TEXT PROVIDED:

## Start

3) When \( \quad \Delta < 0 \)
\[ \text{For all } x \in \mathbb{R}, \quad f(x) > 0. \]
\[ \text{For all } x \in \mathbb{R}, \quad f(x) < 0. \]
Therefore, the sign of \( f(x) = ax^2+bx+ c \) always matches the sign of \( a \). Let us display this behavior in a sign chart.
Example:
Analyze the sign of the trinomial \( f(x) = -x^2 + 3x- 3 \).
Since \( -x^2 + 3x- 3 = 0 \Rightarrow \Delta = -3 < 0 \) and \( a = -1 < 0 \):
For all \( \; x \in \mathbb{R}, \quad f(x) = -x^2 + 3x\; – \; 3 < 0 \).
Conclusion:
If \( \Delta < 0 \) and \( a > 0 \), then for all \( x \in \mathbb{R} \) (always) \( f(x) = ax^2 + bx + c > 0. \)
If \( \Delta < 0 \) and \( a < 0 \), then for all \( x \in \mathbb{R} \) (always) \( f(x) = ax^2 + bx + c < 0. \)
Example:
If the trinomial \( f(x) = x^2 \,- \; 2x + m \) always takes values greater than \( -7 \) for all \( x \in \mathbb{R} \), find the interval that \( m \) belongs to.

## End

DATASET CONTENT:
## Start

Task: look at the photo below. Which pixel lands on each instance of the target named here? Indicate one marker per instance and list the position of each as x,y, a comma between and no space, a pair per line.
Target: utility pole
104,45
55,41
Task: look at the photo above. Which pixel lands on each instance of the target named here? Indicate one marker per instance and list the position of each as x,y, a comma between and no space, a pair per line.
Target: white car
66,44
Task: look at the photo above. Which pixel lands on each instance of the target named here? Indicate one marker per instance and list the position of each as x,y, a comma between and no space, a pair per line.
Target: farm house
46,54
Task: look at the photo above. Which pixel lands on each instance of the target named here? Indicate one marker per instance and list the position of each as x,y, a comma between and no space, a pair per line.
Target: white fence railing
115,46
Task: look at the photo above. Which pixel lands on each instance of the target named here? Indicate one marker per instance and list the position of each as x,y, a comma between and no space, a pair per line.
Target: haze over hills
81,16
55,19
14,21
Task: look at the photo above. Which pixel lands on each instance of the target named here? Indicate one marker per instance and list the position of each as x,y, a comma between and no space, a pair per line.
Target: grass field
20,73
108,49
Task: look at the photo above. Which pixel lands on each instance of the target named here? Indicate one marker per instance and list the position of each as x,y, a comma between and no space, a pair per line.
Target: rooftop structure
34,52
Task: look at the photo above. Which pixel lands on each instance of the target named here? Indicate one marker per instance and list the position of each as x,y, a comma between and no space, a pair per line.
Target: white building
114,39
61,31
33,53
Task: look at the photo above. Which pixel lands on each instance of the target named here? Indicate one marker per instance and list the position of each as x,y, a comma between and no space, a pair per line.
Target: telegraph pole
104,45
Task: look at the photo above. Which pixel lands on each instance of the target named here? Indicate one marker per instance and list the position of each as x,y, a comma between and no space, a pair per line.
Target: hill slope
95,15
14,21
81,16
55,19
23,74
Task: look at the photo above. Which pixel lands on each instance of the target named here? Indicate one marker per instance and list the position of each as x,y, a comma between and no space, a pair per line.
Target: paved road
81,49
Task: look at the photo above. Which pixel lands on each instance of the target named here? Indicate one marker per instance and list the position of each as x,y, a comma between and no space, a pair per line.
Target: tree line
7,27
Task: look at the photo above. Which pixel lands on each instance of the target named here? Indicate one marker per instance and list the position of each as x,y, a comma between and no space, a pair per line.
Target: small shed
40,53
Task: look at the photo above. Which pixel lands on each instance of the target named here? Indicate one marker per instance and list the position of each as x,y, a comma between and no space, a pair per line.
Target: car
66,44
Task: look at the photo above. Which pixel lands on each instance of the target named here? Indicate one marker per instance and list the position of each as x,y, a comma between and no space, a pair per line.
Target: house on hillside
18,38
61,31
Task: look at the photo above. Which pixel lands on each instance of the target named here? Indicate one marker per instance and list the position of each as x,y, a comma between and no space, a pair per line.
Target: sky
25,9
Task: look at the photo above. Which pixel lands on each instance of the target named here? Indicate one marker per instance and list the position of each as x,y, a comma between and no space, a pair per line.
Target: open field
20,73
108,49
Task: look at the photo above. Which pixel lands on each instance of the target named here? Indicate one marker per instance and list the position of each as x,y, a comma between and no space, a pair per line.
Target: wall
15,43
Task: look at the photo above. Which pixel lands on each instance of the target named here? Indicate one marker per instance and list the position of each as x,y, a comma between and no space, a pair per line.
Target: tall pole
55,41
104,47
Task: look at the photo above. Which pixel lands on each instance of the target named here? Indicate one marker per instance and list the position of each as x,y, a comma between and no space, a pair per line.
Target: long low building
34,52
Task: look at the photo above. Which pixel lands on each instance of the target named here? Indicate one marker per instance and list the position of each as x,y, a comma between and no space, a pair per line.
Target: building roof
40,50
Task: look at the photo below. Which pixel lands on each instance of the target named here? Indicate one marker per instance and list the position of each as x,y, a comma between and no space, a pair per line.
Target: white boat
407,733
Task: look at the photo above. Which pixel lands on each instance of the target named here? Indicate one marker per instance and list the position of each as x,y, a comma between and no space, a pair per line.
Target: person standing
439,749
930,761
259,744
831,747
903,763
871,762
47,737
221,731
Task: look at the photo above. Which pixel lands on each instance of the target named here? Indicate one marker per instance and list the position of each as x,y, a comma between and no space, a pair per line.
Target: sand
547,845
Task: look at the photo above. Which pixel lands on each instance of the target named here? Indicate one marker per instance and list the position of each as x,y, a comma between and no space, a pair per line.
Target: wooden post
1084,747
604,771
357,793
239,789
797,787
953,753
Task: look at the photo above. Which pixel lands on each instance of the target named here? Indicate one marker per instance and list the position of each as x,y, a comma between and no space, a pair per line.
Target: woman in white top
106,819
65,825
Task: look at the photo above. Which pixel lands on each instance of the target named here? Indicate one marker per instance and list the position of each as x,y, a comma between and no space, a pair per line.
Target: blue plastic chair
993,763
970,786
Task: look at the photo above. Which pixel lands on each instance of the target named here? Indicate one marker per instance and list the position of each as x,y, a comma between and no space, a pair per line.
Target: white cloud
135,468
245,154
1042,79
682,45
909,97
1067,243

## End

TASK REQUIREMENTS:
1) Pull out every line of the rows that contains the string "building", with case counting.
2) Carry on the text about the sign of a quadratic trinomial, starting after its last sentence.
The text on the sign of a quadratic trinomial and the rows are unrelated to each other.

ANSWERS TO THE TASKS:
1)
Target: white building
Target: long low building
Target: building roof

2)
\[ \text{For all } x \in \mathbb{R} \Rightarrow x^2 – 2x + m > -7 \]
\[
\Rightarrow x^2 – 2x + m + 7 > 0
\]
\[
a = 1 > 0 \quad \text{and} \quad \Delta = (-2)^2 \;- \; 4 \cdot (m + 7) < 0
\]
\[
4 < 4 \cdot (m + 7) \Rightarrow 1 < m + 7 \Rightarrow m > -6
\]
Example:
Find the range of values for \( m \) such that the inequality \( mx^2 + (2m + 1)x + m\; -\; 3 < 0 \) holds true for all real numbers.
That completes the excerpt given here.